- _Location identification items_
====
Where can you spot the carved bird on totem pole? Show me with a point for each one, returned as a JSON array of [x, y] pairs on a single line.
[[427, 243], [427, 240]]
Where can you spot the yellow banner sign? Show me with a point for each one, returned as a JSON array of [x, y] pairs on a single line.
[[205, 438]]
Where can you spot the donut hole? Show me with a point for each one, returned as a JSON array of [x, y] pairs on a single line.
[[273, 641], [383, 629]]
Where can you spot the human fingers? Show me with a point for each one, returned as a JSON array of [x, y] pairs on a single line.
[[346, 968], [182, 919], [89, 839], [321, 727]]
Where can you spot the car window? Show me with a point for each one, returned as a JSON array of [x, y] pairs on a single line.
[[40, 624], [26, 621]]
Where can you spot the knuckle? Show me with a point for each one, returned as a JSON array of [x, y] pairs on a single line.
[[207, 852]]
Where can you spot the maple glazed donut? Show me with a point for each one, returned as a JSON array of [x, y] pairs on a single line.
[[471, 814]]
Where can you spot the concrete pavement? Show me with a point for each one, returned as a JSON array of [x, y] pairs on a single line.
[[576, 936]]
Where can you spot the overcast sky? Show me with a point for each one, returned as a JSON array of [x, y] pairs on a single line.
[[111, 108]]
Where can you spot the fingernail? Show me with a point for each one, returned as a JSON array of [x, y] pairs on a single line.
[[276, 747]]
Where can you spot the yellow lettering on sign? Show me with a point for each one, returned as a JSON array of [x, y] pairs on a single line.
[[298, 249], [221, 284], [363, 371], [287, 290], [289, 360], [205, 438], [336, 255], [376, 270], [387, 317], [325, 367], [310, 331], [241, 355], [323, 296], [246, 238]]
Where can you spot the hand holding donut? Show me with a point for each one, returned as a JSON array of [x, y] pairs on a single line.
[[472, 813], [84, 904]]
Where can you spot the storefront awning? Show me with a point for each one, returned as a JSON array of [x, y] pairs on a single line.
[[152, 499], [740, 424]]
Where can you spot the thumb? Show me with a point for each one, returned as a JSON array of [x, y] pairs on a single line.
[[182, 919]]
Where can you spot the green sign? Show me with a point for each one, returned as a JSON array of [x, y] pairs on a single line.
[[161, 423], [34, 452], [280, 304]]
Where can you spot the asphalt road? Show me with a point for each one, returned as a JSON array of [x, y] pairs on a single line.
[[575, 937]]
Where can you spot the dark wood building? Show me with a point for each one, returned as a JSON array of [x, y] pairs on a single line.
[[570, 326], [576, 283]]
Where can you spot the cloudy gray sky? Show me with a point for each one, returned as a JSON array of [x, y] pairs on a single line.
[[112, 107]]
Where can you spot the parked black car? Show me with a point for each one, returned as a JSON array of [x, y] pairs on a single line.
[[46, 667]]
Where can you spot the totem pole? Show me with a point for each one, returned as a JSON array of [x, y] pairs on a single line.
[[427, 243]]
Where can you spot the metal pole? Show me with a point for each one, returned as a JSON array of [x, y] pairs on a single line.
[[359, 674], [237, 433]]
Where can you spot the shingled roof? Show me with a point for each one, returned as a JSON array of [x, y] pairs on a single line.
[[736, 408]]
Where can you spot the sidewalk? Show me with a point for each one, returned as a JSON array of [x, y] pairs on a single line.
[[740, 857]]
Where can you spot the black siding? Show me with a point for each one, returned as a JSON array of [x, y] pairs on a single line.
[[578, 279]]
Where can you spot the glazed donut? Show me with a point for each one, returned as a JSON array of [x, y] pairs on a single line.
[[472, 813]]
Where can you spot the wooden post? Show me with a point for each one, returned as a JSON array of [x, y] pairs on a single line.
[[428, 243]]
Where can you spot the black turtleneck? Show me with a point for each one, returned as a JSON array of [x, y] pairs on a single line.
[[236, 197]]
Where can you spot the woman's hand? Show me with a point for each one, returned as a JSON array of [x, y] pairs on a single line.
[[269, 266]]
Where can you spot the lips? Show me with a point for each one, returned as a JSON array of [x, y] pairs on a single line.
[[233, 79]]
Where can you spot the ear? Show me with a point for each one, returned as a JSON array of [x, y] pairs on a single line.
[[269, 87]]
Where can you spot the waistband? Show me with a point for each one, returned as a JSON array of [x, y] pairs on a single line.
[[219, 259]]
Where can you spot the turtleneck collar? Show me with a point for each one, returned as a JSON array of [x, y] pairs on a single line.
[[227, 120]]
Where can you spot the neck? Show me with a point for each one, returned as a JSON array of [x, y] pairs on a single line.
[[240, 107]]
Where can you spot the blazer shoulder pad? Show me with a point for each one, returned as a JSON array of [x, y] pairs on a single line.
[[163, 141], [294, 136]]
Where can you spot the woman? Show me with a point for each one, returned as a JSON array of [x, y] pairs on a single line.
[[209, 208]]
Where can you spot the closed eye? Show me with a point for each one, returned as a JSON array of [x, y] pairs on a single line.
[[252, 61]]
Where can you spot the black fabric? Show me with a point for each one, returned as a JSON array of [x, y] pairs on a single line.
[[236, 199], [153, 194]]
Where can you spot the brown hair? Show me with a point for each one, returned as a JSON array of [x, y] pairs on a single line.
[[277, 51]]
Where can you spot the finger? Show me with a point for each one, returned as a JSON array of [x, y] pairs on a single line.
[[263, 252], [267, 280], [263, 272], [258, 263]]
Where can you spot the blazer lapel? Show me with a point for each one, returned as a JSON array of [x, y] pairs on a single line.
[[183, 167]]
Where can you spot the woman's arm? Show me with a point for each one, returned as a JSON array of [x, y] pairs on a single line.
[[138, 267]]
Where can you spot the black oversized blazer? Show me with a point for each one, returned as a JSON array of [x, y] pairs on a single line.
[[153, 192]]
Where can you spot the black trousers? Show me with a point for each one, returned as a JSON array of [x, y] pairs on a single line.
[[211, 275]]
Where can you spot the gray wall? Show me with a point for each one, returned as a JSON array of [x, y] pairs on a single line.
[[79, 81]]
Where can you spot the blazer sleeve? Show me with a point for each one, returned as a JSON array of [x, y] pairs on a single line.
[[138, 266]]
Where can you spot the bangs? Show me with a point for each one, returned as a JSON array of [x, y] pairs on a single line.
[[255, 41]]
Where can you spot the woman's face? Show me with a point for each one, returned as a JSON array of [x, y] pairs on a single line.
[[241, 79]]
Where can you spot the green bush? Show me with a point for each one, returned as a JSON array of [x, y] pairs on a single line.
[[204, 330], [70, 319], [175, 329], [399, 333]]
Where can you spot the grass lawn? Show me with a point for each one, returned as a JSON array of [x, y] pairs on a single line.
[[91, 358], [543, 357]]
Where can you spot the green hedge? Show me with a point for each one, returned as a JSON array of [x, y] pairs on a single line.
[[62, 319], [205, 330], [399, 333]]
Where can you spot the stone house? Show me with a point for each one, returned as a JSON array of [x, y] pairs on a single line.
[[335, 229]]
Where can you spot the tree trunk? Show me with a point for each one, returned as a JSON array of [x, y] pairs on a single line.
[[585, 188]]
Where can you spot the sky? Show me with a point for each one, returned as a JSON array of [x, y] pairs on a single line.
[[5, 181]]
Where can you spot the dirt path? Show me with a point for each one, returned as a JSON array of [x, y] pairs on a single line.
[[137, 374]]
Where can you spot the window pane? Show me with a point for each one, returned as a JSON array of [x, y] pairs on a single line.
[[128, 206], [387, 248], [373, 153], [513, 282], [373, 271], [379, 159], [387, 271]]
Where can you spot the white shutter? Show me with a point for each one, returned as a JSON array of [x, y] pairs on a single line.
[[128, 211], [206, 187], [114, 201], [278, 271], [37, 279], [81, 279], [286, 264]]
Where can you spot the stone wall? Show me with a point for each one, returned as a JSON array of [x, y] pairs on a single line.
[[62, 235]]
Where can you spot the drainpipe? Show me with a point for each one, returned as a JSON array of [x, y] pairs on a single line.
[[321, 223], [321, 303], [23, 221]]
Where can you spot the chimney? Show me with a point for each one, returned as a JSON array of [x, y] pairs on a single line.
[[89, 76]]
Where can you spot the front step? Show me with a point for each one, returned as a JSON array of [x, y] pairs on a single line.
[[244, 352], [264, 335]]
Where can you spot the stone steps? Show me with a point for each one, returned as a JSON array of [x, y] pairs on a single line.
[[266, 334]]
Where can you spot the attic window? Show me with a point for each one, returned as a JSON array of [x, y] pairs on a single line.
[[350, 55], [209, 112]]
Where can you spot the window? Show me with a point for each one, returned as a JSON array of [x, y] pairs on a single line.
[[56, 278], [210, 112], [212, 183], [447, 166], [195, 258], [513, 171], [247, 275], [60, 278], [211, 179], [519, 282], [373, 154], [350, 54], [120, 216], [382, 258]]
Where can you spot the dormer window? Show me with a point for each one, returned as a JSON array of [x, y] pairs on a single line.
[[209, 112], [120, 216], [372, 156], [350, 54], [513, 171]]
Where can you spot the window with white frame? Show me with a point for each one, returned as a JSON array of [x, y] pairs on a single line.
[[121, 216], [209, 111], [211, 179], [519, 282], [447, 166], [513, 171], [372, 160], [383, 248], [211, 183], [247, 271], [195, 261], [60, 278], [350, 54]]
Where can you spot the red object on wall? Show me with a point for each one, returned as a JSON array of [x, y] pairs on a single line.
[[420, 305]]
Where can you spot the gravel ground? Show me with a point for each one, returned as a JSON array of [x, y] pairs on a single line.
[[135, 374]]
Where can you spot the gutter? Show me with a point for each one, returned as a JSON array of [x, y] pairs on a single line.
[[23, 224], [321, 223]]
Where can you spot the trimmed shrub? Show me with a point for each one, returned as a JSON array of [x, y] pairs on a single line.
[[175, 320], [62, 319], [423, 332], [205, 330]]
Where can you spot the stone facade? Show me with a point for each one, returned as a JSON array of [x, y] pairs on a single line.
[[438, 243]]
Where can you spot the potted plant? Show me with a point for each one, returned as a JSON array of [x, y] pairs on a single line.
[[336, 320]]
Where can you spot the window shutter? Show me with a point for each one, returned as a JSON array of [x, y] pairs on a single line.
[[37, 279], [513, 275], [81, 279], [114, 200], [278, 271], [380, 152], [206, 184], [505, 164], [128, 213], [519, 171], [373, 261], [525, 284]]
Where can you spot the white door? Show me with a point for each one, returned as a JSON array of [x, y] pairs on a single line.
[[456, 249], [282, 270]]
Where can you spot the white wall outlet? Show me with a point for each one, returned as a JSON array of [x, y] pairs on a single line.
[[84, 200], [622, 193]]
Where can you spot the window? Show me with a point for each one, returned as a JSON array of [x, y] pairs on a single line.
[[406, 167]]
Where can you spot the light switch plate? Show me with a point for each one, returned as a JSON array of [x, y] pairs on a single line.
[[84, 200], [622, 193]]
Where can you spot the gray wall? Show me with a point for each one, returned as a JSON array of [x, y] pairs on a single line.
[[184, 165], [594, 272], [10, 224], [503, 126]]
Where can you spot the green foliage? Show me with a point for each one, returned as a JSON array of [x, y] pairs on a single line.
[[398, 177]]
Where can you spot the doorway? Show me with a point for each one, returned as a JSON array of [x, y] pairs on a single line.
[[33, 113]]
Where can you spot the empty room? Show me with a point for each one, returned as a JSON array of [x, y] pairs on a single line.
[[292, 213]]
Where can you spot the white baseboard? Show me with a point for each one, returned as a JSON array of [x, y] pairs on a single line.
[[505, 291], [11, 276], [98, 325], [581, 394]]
====
- _EXERCISE TASK_
Reproduce the entries from the start through the line that contains "[[205, 438]]", including both ends, and raise every coordinate in the answers by 95 while leaving all other text as it is.

- _ANSWER TO THIS EXERCISE_
Where can you spot the carved bird on totem pole? Show me with a point for each one, returned as a JSON array of [x, y] pairs on a single line.
[[522, 338], [522, 335]]
Where can you spot the yellow banner sign? Show me with a point for each one, returned as a JSON array of [x, y] pairs on a single line.
[[300, 533]]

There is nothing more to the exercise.